Во-вторых, как уже неоднократно говорилось, буддизм стоял на позициях «срединного воззрения», отрицая крайности и нигилизма, и этернализма. При этом крайность нигилизма, сводившая нирвану к чистому «ничто», рассматривалась как даже более опасная, чем крайность этернализма, поскольку лишала ценности стремление к освобождению и обесценивала сотериологическую перспективу как таковую. Согласно палийским текстам, и сам Будда отказывался признать, что в нирване не будет никого, кто мог бы осознать себя пребывающим в нирване, храня «благородное молчание» в ответ на соответствующий вопрос. Поэтому уже в раннем буддизме развилась тенденция к положительному описанию нирваны как высшего и вечного блаженства, и эта тенденция к «катафатике», применительно к описанию реальности, всегда сосуществовала в буддизме с «апофатикой» и описанием природы реальности в отрицательных терминах.

- _Исходные данные_:
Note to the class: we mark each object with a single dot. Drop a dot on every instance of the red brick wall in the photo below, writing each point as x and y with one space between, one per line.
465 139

- _Что сделать_:
Какую крайность в тексте о буддизме называют даже более опасной, чем крайность этернализма?

- _Правильный ответ_:
Крайность нигилизма, сводившую нирвану к чистому «ничто».